HOW TO COMPLETE THIS TASK
Reproduce the data exactly. Omit no record.

Saved entries
******************************

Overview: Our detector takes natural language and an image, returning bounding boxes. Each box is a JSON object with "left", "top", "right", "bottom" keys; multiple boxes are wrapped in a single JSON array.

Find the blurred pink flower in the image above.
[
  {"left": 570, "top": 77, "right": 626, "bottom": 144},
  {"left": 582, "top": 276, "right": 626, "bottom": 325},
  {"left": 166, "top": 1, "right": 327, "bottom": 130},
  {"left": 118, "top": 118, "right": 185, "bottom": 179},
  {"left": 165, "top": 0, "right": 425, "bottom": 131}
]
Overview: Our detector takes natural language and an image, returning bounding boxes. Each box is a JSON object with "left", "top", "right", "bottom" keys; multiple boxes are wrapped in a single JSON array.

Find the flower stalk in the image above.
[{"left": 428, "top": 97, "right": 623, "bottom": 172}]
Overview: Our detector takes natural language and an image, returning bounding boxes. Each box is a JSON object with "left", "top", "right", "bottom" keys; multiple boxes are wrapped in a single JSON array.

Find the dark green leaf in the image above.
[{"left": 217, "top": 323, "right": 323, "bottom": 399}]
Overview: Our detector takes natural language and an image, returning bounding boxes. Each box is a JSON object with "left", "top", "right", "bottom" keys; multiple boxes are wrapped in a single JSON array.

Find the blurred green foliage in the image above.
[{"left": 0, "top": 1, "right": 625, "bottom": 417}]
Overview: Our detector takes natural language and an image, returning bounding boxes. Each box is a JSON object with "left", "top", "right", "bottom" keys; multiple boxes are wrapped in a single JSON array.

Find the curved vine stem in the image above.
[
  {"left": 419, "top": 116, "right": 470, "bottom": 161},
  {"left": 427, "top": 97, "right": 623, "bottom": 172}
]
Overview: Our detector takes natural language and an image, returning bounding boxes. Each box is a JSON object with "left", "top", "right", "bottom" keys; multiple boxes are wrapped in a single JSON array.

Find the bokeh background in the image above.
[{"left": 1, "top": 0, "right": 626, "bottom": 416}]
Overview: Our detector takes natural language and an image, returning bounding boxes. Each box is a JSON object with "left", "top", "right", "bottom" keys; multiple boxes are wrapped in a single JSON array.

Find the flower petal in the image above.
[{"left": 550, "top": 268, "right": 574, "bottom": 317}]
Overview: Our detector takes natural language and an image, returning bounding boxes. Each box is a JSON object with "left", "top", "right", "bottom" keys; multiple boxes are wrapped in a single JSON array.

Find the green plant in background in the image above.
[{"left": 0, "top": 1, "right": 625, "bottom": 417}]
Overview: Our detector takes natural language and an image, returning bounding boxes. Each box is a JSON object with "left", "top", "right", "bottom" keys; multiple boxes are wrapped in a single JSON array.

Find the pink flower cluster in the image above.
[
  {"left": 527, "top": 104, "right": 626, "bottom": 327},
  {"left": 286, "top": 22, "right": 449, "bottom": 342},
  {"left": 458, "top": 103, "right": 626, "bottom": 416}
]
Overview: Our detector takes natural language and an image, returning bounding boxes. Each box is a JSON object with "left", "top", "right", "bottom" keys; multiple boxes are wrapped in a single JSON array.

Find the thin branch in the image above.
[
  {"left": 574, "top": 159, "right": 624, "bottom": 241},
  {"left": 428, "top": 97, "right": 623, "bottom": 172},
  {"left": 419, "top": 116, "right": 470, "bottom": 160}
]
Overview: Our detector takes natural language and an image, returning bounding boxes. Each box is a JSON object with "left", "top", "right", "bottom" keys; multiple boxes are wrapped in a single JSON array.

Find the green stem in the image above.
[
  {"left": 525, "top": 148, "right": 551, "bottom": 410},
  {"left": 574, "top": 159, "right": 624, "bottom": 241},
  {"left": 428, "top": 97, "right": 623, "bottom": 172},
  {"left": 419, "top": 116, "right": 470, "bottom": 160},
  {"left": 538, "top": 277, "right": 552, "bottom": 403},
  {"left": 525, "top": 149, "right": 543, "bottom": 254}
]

******************************

RESPONSE TO THIS EXERCISE
Overview: Our detector takes natural language and an image, returning bounding boxes. Each box is a JSON object with "left", "top", "right", "bottom" keys; multiple boxes are wrapped in a single JSON array.

Find the blurred pink flower in the image above.
[
  {"left": 570, "top": 77, "right": 626, "bottom": 144},
  {"left": 582, "top": 276, "right": 626, "bottom": 325},
  {"left": 166, "top": 1, "right": 327, "bottom": 130},
  {"left": 118, "top": 118, "right": 185, "bottom": 179},
  {"left": 165, "top": 0, "right": 425, "bottom": 131}
]
Overview: Our detector takes natural language and an image, returning bounding boxes. Each box is a JSON object with "left", "top", "right", "bottom" keys; multiple boxes are wrapped in a single JSON array.

Find the flower stalk in the image above.
[{"left": 428, "top": 97, "right": 623, "bottom": 172}]
Overview: Our detector takes natural language and an image, returning bounding boxes. Each box is a JSON object with "left", "top", "right", "bottom" keys; multiple boxes are wrapped in a single JSON array.

Find the dark green leaf in the image above.
[{"left": 217, "top": 323, "right": 323, "bottom": 399}]
Overview: Our detector takes natural language and an image, returning bounding boxes. Each box is a JSON object with "left", "top", "right", "bottom" keys; multiple boxes are wrapped in a single JSON array.

Find the blurred green foliage in the image above.
[{"left": 0, "top": 1, "right": 625, "bottom": 417}]
Overview: Our detector takes natural language and an image, returning bounding boxes. Each box is a JSON object with "left", "top", "right", "bottom" keys; multiple boxes are wrapped in a single JSON array.

Find the curved vine stem in the image above.
[
  {"left": 419, "top": 116, "right": 470, "bottom": 161},
  {"left": 427, "top": 97, "right": 623, "bottom": 172}
]
Overview: Our detector takes natural language and an image, returning bounding boxes. Each box is a JSON object with "left", "top", "right", "bottom" keys; multiple boxes are wrapped in a single JSON array.

Find the bokeh background in the image above.
[{"left": 1, "top": 0, "right": 626, "bottom": 416}]
Overview: Our detector takes natural language and an image, returning bounding boxes. Each box is a JSON object with "left", "top", "right", "bottom" keys; multiple boxes are wrapped in a single JSON array.

Find the flower petal in the image above.
[{"left": 550, "top": 268, "right": 574, "bottom": 317}]
Overview: Our detector takes natural language and an image, returning bounding boxes. Each box is a JSON object with "left", "top", "right", "bottom" keys; multiple boxes are wrapped in a single JSON array.

Find the green plant in background in the image above.
[{"left": 0, "top": 1, "right": 625, "bottom": 417}]
Overview: Our detector takes natural language and an image, returning bounding boxes. Each box is a JSON object with "left", "top", "right", "bottom" keys; multiple boxes are wrapped in a single JSON array.

Find the pink flower cluster in the image above.
[
  {"left": 527, "top": 104, "right": 626, "bottom": 327},
  {"left": 286, "top": 22, "right": 449, "bottom": 342},
  {"left": 458, "top": 103, "right": 626, "bottom": 416}
]
Overview: Our detector takes natural language and an image, returning bounding boxes. Each box is a JSON object with "left", "top", "right", "bottom" keys; multiple boxes are wrapped in a single JSON array.

Find the thin branch in the image above.
[
  {"left": 574, "top": 159, "right": 624, "bottom": 241},
  {"left": 428, "top": 97, "right": 623, "bottom": 172},
  {"left": 419, "top": 116, "right": 470, "bottom": 160}
]
Overview: Our detector takes natural language and an image, returning bounding boxes. Each box is a JSON object with "left", "top", "right", "bottom" keys; multiple boxes are wrapped in a single JSON array.

Find the green stem in the image above.
[
  {"left": 525, "top": 148, "right": 551, "bottom": 410},
  {"left": 574, "top": 159, "right": 624, "bottom": 241},
  {"left": 428, "top": 97, "right": 623, "bottom": 172},
  {"left": 419, "top": 116, "right": 470, "bottom": 160},
  {"left": 538, "top": 277, "right": 552, "bottom": 403},
  {"left": 525, "top": 149, "right": 543, "bottom": 254}
]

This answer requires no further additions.